◆ **Work required**
The line with "Can you find the cleaver-shaped" marks where to begin; print it and all lines after it in the material below exactly, skipping pictures.

◆ **Given information**

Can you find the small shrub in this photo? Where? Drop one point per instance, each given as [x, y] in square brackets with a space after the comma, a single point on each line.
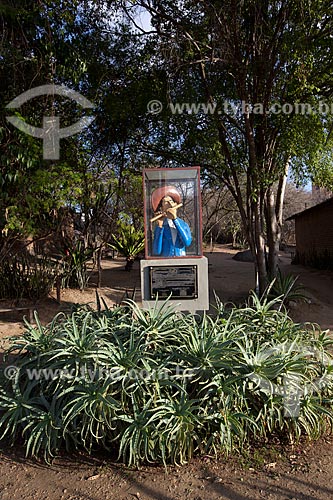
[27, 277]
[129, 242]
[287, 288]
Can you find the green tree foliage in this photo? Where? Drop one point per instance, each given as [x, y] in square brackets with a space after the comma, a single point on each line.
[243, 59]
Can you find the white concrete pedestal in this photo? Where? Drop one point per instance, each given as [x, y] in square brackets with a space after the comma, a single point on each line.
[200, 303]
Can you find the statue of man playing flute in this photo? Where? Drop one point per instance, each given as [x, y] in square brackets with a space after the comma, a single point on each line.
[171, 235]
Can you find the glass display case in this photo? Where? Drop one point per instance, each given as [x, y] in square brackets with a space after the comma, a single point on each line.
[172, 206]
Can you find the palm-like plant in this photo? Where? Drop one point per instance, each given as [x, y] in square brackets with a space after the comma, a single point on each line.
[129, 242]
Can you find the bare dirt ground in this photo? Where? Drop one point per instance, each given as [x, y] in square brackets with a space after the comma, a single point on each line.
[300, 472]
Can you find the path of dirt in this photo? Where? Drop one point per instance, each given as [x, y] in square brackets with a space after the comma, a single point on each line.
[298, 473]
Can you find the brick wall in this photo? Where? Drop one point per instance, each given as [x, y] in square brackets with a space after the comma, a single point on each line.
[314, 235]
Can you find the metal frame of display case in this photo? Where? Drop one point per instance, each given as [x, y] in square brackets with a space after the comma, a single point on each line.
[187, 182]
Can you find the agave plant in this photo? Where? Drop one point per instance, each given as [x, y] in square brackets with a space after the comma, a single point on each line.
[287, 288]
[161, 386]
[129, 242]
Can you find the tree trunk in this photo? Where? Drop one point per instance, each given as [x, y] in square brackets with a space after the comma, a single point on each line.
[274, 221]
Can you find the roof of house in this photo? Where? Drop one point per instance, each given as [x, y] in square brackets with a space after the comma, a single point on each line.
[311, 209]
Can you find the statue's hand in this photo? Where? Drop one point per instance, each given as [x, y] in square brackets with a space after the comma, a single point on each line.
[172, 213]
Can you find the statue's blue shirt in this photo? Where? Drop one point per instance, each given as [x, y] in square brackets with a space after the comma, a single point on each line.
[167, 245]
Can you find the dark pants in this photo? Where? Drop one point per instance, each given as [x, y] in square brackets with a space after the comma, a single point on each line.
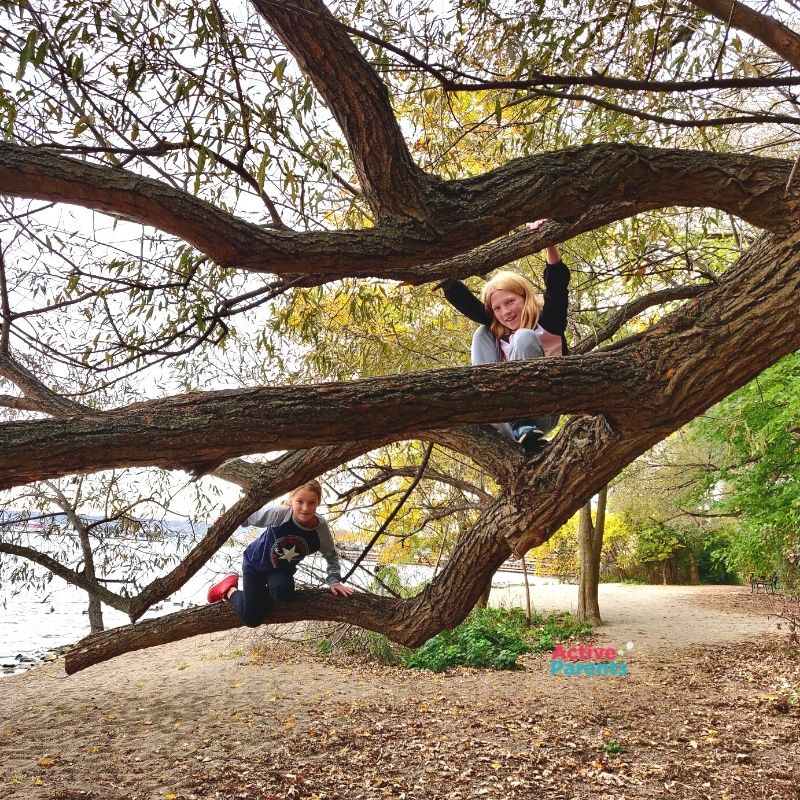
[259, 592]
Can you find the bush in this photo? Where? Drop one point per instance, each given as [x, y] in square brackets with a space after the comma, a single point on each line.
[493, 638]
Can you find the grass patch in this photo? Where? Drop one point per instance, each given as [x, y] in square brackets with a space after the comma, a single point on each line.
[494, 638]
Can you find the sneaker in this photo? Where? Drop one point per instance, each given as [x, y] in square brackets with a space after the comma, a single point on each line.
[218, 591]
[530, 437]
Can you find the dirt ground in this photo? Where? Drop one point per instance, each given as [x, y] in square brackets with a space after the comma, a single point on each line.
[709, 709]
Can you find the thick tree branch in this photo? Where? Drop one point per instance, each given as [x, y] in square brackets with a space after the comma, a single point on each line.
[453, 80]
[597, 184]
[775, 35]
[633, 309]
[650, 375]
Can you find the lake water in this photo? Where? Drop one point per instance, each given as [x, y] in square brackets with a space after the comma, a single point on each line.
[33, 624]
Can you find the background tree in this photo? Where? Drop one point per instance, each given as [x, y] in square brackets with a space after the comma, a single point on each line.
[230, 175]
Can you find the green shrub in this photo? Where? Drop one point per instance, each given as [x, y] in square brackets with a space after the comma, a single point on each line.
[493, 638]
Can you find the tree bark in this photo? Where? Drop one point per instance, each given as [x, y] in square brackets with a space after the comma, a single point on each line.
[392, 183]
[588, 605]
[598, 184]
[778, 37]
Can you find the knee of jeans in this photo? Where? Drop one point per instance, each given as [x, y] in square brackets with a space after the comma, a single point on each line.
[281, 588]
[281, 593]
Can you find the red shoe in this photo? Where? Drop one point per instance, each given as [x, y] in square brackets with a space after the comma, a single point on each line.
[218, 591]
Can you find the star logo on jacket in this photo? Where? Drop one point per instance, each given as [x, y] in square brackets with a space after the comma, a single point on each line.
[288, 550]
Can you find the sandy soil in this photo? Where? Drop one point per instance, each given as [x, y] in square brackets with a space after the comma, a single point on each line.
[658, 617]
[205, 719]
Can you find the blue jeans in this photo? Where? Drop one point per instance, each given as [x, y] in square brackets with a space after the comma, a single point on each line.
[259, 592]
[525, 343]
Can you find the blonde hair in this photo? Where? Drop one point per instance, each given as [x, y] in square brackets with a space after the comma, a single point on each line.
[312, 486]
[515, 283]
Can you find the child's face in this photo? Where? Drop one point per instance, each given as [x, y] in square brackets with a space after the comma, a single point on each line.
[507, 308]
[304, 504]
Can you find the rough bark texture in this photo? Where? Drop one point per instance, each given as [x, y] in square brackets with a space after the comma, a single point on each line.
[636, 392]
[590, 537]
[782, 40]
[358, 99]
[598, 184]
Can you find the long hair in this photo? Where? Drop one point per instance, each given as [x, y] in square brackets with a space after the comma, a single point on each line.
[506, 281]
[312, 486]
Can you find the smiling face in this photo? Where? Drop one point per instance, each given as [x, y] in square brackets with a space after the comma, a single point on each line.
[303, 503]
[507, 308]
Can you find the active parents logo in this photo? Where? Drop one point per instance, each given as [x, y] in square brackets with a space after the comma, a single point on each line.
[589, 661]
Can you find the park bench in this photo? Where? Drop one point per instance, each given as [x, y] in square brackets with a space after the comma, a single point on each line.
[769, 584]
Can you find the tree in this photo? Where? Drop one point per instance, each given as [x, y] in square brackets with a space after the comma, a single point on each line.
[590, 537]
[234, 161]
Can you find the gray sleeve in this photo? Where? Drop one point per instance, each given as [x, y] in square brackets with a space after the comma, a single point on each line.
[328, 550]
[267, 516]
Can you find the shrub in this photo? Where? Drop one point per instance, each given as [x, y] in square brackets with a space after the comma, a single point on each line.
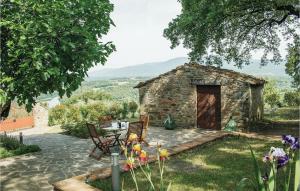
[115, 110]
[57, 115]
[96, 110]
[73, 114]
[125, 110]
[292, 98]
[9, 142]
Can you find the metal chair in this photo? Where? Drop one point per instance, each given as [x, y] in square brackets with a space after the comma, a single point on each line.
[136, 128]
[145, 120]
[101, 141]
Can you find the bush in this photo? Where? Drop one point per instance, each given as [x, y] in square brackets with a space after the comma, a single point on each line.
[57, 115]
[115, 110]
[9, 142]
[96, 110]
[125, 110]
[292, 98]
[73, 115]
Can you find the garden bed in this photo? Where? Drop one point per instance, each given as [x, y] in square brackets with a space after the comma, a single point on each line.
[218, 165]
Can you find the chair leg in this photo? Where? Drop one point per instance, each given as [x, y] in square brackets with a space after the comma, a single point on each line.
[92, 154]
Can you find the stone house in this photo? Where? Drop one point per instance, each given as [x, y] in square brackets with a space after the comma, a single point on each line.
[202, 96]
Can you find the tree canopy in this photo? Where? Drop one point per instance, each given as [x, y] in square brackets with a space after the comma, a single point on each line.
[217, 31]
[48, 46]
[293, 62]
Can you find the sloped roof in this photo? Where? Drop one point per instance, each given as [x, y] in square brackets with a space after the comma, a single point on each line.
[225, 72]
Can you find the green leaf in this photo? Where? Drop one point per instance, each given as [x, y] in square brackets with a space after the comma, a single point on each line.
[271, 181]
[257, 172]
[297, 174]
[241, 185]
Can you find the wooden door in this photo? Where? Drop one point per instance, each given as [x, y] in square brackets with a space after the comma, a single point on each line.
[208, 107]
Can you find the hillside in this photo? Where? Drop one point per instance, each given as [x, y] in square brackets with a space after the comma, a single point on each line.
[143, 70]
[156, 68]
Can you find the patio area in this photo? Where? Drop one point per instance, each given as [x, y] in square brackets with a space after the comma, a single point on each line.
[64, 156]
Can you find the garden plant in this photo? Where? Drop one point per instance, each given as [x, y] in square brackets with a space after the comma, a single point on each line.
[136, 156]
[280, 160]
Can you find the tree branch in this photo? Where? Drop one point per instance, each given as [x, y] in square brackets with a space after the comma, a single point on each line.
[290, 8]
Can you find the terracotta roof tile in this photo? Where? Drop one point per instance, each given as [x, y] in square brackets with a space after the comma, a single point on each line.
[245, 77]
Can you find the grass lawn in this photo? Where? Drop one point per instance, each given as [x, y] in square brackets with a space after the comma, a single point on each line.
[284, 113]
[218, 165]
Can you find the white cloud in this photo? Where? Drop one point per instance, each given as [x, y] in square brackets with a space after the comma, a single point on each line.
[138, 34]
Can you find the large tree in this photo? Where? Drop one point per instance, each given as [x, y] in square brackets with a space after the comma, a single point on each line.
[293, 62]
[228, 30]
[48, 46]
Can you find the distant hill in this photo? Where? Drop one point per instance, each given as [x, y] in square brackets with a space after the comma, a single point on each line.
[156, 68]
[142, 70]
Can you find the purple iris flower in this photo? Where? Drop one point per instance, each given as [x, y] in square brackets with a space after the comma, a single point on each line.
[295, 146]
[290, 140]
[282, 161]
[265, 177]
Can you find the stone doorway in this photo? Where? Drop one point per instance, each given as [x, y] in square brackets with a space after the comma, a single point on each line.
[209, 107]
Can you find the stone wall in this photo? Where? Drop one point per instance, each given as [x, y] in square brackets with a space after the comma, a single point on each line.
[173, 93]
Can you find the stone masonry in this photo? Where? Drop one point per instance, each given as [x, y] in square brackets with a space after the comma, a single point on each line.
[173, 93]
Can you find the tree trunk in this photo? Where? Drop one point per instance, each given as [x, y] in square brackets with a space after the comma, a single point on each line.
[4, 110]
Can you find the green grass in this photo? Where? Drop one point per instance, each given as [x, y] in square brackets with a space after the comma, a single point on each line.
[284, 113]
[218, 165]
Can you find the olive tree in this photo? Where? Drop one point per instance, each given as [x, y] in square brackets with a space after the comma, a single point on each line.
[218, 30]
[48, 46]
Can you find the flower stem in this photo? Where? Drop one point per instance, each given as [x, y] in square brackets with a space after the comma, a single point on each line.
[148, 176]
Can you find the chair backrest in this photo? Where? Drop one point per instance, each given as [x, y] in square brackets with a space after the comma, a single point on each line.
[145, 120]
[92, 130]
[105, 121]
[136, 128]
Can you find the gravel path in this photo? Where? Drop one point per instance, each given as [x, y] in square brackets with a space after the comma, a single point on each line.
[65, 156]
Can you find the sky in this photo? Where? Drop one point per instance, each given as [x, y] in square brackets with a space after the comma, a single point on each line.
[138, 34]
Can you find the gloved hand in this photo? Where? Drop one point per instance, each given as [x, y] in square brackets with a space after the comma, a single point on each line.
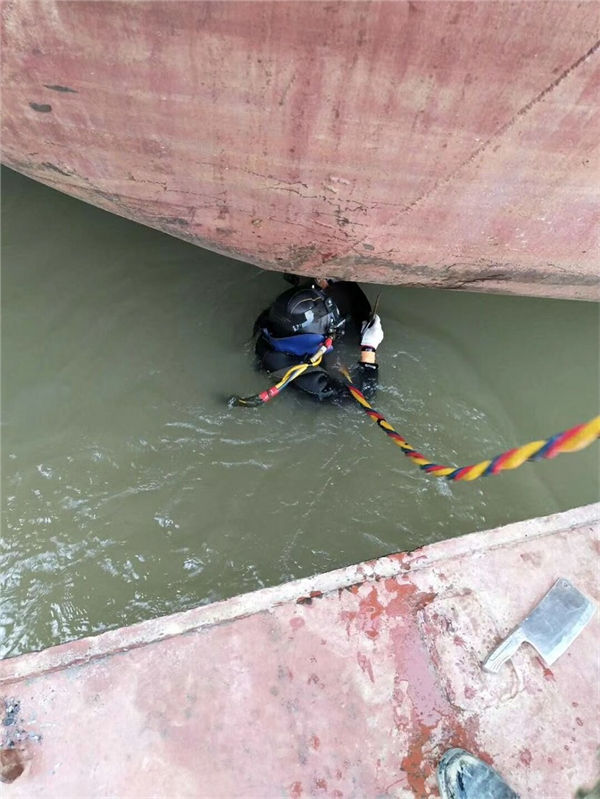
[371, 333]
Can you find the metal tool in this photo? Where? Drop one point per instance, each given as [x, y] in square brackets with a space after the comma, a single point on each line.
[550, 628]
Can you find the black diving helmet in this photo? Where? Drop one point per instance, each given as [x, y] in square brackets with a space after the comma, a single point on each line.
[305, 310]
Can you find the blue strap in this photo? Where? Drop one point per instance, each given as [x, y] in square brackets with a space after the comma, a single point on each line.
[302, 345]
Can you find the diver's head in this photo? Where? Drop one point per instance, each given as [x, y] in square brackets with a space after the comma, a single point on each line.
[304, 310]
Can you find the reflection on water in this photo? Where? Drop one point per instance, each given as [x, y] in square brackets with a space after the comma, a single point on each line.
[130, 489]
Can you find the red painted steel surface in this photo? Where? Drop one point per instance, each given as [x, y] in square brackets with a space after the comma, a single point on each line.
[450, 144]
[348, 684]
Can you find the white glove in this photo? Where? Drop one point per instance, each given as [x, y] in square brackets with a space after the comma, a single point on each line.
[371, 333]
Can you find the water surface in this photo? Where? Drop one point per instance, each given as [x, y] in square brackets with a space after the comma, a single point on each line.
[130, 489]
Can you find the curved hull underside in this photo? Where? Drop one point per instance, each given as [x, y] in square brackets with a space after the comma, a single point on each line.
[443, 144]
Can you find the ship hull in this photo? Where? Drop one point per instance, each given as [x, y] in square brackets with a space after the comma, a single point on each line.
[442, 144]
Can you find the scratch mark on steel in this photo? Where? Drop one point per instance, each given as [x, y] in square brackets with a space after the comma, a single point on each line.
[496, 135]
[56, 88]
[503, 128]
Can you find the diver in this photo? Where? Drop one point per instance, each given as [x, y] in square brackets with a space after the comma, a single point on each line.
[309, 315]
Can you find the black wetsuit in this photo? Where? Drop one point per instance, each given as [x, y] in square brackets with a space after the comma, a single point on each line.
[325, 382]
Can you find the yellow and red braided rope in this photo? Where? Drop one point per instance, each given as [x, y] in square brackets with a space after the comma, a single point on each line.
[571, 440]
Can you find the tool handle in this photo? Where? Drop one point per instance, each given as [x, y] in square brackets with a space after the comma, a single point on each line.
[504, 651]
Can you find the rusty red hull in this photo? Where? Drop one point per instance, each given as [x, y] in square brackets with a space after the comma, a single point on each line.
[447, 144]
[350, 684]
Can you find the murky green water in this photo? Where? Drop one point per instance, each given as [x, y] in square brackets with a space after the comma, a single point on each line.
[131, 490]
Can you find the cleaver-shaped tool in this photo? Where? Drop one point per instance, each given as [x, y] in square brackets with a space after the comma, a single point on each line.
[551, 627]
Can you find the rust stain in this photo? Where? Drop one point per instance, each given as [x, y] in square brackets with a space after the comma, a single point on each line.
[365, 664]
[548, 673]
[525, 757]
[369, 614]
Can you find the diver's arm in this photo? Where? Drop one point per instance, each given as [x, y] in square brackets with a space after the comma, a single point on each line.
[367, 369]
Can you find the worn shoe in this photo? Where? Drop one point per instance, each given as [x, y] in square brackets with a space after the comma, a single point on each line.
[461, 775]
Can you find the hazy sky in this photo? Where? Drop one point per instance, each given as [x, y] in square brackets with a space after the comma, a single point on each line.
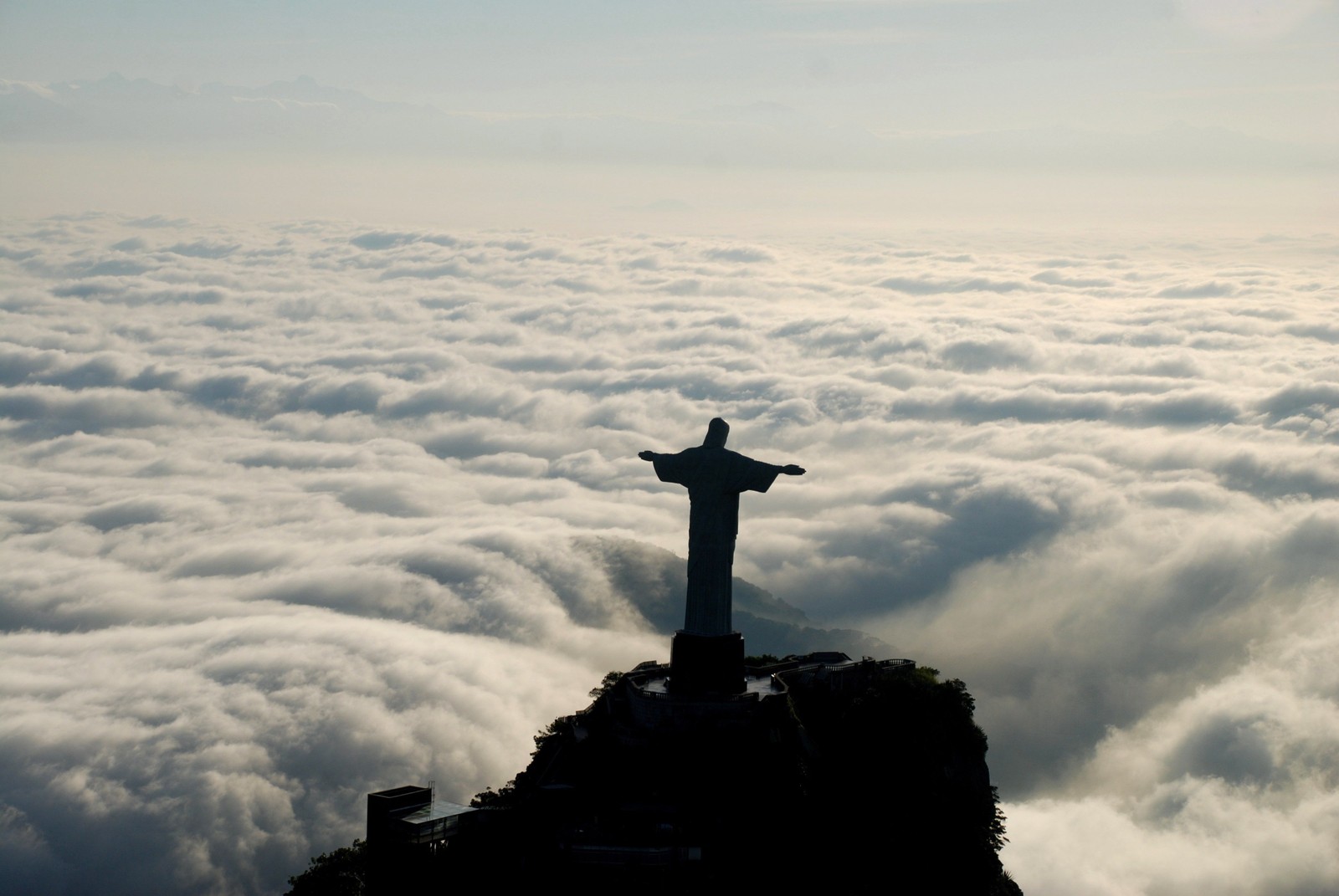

◆ **Written response**
Can you find the cleaver-shaped tool in this photo? Where? Drop one point per instance, each given as [x, y] in square brackets with a space after the comma, a single point on each line.
[551, 627]
Can you find the rust stain in this photo? Where? Drop one point per instance, each given as [x, y] in square brackets with a space after the comma, a single point on each line.
[365, 664]
[548, 673]
[525, 757]
[369, 614]
Can you find the diver's arm in this photo? Where? Drop one point per instance, each given as [x, y] in square brackets with a space after the comma, a single point on each line.
[367, 369]
Can you find the worn shoe in this photo? Where? Drop one point per instance, each given as [x, y] in square brackets with a space after the comma, a single point on each line.
[461, 775]
Can you find the hazy sky in this photo? Where? Drop one point per instance, each given as [x, y] in square brackets with a space after the comma, a single point on each line.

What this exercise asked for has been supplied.